**PROBLEM TO SOLVE**
Restate the records that follow. Every word must match.

*** DATA FOR THIS EXERCISE ***

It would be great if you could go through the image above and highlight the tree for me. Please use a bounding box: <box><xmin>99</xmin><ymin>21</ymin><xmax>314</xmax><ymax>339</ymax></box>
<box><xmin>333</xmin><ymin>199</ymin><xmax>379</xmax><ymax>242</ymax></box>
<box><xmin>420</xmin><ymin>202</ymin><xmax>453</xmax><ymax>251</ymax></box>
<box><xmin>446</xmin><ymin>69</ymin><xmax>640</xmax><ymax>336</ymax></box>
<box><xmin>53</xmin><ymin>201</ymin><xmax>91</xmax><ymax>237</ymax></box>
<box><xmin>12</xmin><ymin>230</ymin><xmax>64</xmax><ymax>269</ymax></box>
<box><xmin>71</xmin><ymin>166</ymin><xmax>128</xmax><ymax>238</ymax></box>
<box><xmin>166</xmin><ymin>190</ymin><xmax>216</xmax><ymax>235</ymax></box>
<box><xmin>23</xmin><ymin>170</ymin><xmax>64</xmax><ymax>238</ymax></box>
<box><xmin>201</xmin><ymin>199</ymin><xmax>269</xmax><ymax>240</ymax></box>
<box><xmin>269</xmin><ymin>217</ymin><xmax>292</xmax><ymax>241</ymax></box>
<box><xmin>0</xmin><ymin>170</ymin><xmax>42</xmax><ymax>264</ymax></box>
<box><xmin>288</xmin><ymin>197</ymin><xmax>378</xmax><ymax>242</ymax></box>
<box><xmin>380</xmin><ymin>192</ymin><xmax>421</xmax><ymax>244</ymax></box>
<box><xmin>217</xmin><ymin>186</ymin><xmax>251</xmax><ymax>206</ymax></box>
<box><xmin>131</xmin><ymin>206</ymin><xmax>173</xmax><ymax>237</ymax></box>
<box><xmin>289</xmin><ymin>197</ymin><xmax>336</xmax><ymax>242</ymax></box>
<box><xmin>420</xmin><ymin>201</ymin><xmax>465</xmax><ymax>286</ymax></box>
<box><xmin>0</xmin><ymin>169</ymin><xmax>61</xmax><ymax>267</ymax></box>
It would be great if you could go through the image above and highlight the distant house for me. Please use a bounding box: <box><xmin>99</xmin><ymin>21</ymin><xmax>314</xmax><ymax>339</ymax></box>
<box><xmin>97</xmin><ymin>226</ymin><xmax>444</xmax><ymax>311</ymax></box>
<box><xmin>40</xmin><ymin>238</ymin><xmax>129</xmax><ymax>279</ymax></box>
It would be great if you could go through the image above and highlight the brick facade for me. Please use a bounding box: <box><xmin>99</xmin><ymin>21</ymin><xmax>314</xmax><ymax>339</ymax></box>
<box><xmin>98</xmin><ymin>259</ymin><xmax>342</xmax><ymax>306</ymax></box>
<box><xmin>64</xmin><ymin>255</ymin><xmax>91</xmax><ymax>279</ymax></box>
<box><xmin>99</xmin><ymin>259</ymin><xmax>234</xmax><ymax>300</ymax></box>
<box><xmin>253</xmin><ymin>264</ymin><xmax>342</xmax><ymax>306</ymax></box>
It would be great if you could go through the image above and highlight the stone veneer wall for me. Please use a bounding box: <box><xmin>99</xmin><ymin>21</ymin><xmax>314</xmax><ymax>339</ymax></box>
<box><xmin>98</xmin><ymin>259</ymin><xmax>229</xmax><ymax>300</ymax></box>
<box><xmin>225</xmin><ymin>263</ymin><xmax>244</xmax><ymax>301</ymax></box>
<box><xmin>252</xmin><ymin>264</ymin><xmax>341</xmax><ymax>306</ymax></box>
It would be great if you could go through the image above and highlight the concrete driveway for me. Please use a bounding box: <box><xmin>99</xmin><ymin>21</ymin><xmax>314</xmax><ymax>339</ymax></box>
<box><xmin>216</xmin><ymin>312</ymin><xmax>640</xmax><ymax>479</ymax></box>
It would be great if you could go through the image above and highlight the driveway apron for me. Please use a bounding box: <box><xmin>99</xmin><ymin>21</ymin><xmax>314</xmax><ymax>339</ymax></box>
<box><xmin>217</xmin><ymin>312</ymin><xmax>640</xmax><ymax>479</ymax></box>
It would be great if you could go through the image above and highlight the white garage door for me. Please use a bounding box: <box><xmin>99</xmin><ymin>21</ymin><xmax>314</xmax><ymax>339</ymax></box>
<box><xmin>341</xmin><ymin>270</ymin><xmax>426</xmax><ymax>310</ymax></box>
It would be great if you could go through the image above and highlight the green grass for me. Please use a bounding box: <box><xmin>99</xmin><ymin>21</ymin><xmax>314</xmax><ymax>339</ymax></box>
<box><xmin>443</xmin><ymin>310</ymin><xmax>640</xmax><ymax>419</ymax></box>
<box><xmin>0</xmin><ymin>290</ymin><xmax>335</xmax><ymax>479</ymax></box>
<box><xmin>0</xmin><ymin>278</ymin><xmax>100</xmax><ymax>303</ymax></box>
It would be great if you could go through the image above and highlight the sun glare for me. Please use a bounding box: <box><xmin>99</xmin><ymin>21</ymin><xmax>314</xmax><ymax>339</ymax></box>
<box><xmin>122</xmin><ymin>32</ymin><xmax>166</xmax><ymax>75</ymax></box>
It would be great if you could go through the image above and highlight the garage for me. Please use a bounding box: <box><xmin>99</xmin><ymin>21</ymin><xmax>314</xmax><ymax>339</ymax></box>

*** End of DATA FOR THIS EXERCISE ***

**ANSWER TO THE EXERCISE**
It would be great if you could go through the image above and highlight the tree for me. Please use a bounding box: <box><xmin>99</xmin><ymin>21</ymin><xmax>314</xmax><ymax>339</ymax></box>
<box><xmin>333</xmin><ymin>199</ymin><xmax>379</xmax><ymax>242</ymax></box>
<box><xmin>420</xmin><ymin>202</ymin><xmax>453</xmax><ymax>251</ymax></box>
<box><xmin>446</xmin><ymin>69</ymin><xmax>640</xmax><ymax>336</ymax></box>
<box><xmin>53</xmin><ymin>201</ymin><xmax>91</xmax><ymax>237</ymax></box>
<box><xmin>12</xmin><ymin>230</ymin><xmax>64</xmax><ymax>269</ymax></box>
<box><xmin>71</xmin><ymin>166</ymin><xmax>128</xmax><ymax>238</ymax></box>
<box><xmin>166</xmin><ymin>190</ymin><xmax>216</xmax><ymax>235</ymax></box>
<box><xmin>23</xmin><ymin>170</ymin><xmax>64</xmax><ymax>238</ymax></box>
<box><xmin>201</xmin><ymin>199</ymin><xmax>269</xmax><ymax>240</ymax></box>
<box><xmin>269</xmin><ymin>217</ymin><xmax>292</xmax><ymax>241</ymax></box>
<box><xmin>0</xmin><ymin>170</ymin><xmax>42</xmax><ymax>264</ymax></box>
<box><xmin>288</xmin><ymin>197</ymin><xmax>378</xmax><ymax>242</ymax></box>
<box><xmin>380</xmin><ymin>192</ymin><xmax>421</xmax><ymax>244</ymax></box>
<box><xmin>217</xmin><ymin>186</ymin><xmax>251</xmax><ymax>206</ymax></box>
<box><xmin>131</xmin><ymin>206</ymin><xmax>173</xmax><ymax>237</ymax></box>
<box><xmin>289</xmin><ymin>197</ymin><xmax>336</xmax><ymax>242</ymax></box>
<box><xmin>420</xmin><ymin>201</ymin><xmax>465</xmax><ymax>286</ymax></box>
<box><xmin>0</xmin><ymin>169</ymin><xmax>61</xmax><ymax>267</ymax></box>
It would be great if you could go through the image above and highlight the distant house for me. Please use a bounding box: <box><xmin>99</xmin><ymin>21</ymin><xmax>314</xmax><ymax>339</ymax></box>
<box><xmin>97</xmin><ymin>226</ymin><xmax>444</xmax><ymax>311</ymax></box>
<box><xmin>40</xmin><ymin>238</ymin><xmax>129</xmax><ymax>279</ymax></box>
It would be great if you could go through the image above and highlight the brick facade for me. Please use a bounding box: <box><xmin>99</xmin><ymin>21</ymin><xmax>314</xmax><ymax>339</ymax></box>
<box><xmin>98</xmin><ymin>259</ymin><xmax>342</xmax><ymax>306</ymax></box>
<box><xmin>64</xmin><ymin>255</ymin><xmax>91</xmax><ymax>279</ymax></box>
<box><xmin>99</xmin><ymin>259</ymin><xmax>234</xmax><ymax>300</ymax></box>
<box><xmin>253</xmin><ymin>264</ymin><xmax>342</xmax><ymax>306</ymax></box>
It would be great if you could go through the image above and highlight the stone veneer wall for me. Please use a bounding box: <box><xmin>99</xmin><ymin>21</ymin><xmax>314</xmax><ymax>339</ymax></box>
<box><xmin>98</xmin><ymin>259</ymin><xmax>229</xmax><ymax>300</ymax></box>
<box><xmin>225</xmin><ymin>263</ymin><xmax>244</xmax><ymax>301</ymax></box>
<box><xmin>252</xmin><ymin>264</ymin><xmax>341</xmax><ymax>306</ymax></box>
It would be great if you could go through the image above and highlight the concrete driveway for me. Please use a bounding box: <box><xmin>99</xmin><ymin>21</ymin><xmax>314</xmax><ymax>339</ymax></box>
<box><xmin>216</xmin><ymin>312</ymin><xmax>640</xmax><ymax>479</ymax></box>
It would be great if you could go through the image above and highlight the driveway apron for me. Please use a bounding box: <box><xmin>99</xmin><ymin>21</ymin><xmax>314</xmax><ymax>339</ymax></box>
<box><xmin>217</xmin><ymin>312</ymin><xmax>640</xmax><ymax>479</ymax></box>
It would be great if you could go through the image above and highlight the white garage door for me. Please use a bounding box: <box><xmin>99</xmin><ymin>21</ymin><xmax>314</xmax><ymax>339</ymax></box>
<box><xmin>341</xmin><ymin>270</ymin><xmax>426</xmax><ymax>310</ymax></box>
It would be great if you could go through the image above and highlight the green grass for me. Please use a bounding box: <box><xmin>99</xmin><ymin>21</ymin><xmax>314</xmax><ymax>339</ymax></box>
<box><xmin>443</xmin><ymin>310</ymin><xmax>640</xmax><ymax>419</ymax></box>
<box><xmin>0</xmin><ymin>290</ymin><xmax>335</xmax><ymax>479</ymax></box>
<box><xmin>0</xmin><ymin>278</ymin><xmax>100</xmax><ymax>303</ymax></box>
It would be great if you could go through the image above and highlight the sun glare for me. Please use a bounding box: <box><xmin>99</xmin><ymin>21</ymin><xmax>314</xmax><ymax>339</ymax></box>
<box><xmin>122</xmin><ymin>32</ymin><xmax>166</xmax><ymax>75</ymax></box>
It would be great if you could go through the image above and highlight the garage for me. Please use a bounding box: <box><xmin>99</xmin><ymin>21</ymin><xmax>314</xmax><ymax>339</ymax></box>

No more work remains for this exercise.